Task brief:
Reproduce word for word the stretch of the Arab Revolt passage below, from "The Arab Revolt, Palestine, 1939" through "few more years.".

Source passage:
* start *

The Arab Revolt, Palestine, 1939
Lieutenant Clive Rivett-Carnac, Sherwood Foresters
War Cloister, Winchester College
In retrospect Britain should have tried hard not to get involved. When the League of Nations decided that Britain should have the mandate to govern Palestine, until such time as it was a state with the viability to govern itself, Britain could have avoided thirty years of grief by refusing, and Clive Rivett-Carnac could have lived on for at least a few more years.
Many would argue, but I suggest that the government of Palestine could have been left to the Palestinians. However, the colonial mindset was, and probably still is, difficult to overcome. The British felt that they were the proper people to govern until such time as the Palestinians were regarded as being fit to govern themselves, and so they did, although whether they truly foresaw the impact of Jewish immigration is doubtful.
In 1918 Palestine had a population of six hundred and sixty thousand, of which about seventy-five thousand were Christian and sixty thousand Jewish. That meant about 8% of the population were Jewish, a percentage that had been stable since 1880, albeit the actual numbers had gone up. In Europe and the USA there was a vociferous and influential lobby which was promoting the concept of Palestine being the Jewish homeland, but it was only after the First World War that the numbers in Palestine grew.

* end *

Listed records:
* start *

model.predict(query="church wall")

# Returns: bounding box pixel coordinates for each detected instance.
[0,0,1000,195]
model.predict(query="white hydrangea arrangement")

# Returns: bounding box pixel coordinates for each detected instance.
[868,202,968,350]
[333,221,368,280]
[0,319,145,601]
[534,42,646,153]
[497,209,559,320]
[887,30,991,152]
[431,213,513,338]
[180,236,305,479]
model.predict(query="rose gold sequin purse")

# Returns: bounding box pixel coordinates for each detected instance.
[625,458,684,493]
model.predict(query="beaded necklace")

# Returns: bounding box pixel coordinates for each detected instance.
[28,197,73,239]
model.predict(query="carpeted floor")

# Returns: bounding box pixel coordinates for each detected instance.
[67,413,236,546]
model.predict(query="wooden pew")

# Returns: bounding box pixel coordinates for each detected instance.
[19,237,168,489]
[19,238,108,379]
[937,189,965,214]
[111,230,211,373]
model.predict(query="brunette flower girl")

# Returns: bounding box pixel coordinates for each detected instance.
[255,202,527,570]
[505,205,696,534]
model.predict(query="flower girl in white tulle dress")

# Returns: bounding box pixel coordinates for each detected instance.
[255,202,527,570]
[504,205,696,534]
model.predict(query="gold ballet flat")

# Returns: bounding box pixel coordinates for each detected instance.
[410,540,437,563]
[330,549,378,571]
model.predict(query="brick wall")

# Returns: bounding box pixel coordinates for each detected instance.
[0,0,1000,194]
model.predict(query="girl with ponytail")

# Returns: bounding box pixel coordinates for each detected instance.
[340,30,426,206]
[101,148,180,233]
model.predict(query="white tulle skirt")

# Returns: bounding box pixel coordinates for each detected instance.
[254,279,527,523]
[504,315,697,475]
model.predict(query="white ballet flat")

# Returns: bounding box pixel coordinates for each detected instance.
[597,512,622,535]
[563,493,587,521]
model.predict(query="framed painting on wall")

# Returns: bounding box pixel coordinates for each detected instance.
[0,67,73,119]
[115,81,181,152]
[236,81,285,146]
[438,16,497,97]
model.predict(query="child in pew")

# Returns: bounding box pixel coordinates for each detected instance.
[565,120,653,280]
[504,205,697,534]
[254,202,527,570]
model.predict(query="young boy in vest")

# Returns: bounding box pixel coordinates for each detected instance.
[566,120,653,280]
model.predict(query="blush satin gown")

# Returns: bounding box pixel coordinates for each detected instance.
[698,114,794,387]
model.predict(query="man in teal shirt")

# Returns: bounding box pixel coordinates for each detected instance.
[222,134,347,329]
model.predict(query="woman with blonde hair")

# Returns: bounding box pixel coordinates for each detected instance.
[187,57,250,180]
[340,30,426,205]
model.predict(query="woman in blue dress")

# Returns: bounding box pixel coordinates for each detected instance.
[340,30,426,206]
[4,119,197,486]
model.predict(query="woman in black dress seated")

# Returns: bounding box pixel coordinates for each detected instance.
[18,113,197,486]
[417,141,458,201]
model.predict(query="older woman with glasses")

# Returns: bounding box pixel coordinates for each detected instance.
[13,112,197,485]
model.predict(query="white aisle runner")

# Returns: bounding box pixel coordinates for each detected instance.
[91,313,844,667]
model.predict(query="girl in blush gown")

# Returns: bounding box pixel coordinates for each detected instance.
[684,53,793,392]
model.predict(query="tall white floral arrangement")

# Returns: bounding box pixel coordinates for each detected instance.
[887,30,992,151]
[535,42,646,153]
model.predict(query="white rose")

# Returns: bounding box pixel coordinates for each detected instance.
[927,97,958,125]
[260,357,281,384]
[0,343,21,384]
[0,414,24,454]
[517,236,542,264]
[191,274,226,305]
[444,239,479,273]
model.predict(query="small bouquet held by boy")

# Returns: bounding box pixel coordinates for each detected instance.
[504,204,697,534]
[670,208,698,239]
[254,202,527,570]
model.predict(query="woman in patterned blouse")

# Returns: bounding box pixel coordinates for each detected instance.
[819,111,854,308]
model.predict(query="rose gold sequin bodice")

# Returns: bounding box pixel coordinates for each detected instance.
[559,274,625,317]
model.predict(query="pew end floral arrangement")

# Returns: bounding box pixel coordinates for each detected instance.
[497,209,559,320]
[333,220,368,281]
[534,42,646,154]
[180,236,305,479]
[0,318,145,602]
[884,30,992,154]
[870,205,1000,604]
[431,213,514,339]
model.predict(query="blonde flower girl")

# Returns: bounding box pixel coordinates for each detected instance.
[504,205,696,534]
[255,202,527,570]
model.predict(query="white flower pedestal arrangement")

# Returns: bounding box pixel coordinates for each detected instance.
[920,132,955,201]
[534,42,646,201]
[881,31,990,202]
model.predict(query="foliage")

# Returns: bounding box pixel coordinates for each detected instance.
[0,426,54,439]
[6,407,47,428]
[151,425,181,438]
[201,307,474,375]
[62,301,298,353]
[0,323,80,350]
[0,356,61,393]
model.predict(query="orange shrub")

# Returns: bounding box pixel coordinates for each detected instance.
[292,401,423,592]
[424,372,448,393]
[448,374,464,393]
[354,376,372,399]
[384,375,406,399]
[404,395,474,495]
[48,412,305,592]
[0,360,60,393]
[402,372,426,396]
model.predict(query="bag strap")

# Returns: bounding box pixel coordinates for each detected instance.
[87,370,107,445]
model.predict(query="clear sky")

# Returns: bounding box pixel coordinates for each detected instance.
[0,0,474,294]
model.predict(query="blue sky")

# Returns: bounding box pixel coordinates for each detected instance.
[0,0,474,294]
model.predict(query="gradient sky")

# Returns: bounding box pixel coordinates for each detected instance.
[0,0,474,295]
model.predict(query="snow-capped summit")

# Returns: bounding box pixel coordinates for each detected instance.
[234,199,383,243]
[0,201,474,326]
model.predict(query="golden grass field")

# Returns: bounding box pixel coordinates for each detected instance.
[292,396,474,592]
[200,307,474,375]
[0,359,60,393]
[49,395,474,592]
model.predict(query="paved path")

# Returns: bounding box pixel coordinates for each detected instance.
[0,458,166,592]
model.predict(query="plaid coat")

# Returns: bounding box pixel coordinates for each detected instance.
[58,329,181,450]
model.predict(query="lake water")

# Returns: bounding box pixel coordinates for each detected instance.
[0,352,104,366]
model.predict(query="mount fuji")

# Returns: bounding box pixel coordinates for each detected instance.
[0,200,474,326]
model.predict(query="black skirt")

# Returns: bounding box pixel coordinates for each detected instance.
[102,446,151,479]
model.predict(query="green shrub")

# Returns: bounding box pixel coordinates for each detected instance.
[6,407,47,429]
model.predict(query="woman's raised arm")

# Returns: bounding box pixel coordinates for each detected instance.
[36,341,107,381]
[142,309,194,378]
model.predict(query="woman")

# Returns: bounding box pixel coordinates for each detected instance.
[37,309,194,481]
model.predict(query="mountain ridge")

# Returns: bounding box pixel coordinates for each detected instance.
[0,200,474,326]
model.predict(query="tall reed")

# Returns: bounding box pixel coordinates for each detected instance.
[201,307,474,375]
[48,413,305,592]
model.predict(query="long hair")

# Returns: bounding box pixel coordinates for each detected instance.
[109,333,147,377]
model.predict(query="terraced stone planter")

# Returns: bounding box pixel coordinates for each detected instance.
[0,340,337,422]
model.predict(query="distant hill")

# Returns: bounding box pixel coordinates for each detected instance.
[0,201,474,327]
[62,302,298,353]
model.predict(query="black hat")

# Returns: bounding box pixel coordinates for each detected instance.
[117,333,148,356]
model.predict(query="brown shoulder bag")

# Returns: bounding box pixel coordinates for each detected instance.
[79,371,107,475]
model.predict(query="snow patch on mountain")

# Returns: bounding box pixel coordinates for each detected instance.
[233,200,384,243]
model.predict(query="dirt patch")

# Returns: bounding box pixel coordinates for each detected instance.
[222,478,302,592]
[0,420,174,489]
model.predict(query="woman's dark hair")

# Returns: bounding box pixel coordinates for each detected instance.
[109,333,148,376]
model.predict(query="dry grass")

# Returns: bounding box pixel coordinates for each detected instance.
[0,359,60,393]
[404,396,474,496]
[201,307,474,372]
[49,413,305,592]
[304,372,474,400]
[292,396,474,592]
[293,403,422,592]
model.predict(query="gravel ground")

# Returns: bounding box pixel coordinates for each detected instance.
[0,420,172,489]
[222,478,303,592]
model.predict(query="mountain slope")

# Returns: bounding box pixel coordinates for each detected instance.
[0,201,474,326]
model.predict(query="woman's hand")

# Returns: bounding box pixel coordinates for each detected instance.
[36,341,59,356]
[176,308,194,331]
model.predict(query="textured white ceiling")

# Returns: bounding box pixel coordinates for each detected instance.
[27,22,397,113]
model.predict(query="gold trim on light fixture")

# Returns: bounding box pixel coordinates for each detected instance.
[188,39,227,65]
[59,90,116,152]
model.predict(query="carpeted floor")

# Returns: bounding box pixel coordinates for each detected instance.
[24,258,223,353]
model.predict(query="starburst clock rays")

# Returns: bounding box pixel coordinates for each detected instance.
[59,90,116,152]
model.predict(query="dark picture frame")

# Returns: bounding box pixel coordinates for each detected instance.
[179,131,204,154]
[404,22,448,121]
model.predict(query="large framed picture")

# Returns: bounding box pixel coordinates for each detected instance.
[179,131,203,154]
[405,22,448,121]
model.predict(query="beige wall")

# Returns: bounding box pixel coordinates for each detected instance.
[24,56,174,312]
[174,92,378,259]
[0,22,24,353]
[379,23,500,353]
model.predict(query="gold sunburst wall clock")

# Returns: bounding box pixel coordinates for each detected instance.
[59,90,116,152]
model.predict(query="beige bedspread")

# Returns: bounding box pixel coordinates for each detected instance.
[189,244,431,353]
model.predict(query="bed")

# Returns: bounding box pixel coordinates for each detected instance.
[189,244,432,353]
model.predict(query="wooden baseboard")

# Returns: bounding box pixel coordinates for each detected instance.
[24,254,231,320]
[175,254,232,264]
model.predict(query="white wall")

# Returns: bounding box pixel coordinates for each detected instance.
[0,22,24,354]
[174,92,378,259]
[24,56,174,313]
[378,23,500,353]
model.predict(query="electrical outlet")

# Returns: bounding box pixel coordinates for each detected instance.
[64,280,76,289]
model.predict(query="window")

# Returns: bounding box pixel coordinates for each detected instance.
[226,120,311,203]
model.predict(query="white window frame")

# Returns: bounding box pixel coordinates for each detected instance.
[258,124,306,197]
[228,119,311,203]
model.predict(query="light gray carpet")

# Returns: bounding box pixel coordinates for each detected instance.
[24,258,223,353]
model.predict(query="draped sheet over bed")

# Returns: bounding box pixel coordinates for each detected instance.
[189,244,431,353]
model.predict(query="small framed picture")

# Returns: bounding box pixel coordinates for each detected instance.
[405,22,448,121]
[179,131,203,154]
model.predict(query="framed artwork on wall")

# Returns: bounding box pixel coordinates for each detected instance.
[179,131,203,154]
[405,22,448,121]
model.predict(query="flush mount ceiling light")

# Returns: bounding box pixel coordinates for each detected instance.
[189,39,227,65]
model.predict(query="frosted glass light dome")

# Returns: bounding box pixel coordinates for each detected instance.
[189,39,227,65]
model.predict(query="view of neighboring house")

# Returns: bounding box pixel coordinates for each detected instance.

* end *

Task output:
The Arab Revolt, Palestine, 1939
Lieutenant Clive Rivett-Carnac, Sherwood Foresters
War Cloister, Winchester College
In retrospect Britain should have tried hard not to get involved. When the League of Nations decided that Britain should have the mandate to govern Palestine, until such time as it was a state with the viability to govern itself, Britain could have avoided thirty years of grief by refusing, and Clive Rivett-Carnac could have lived on for at least a few more years.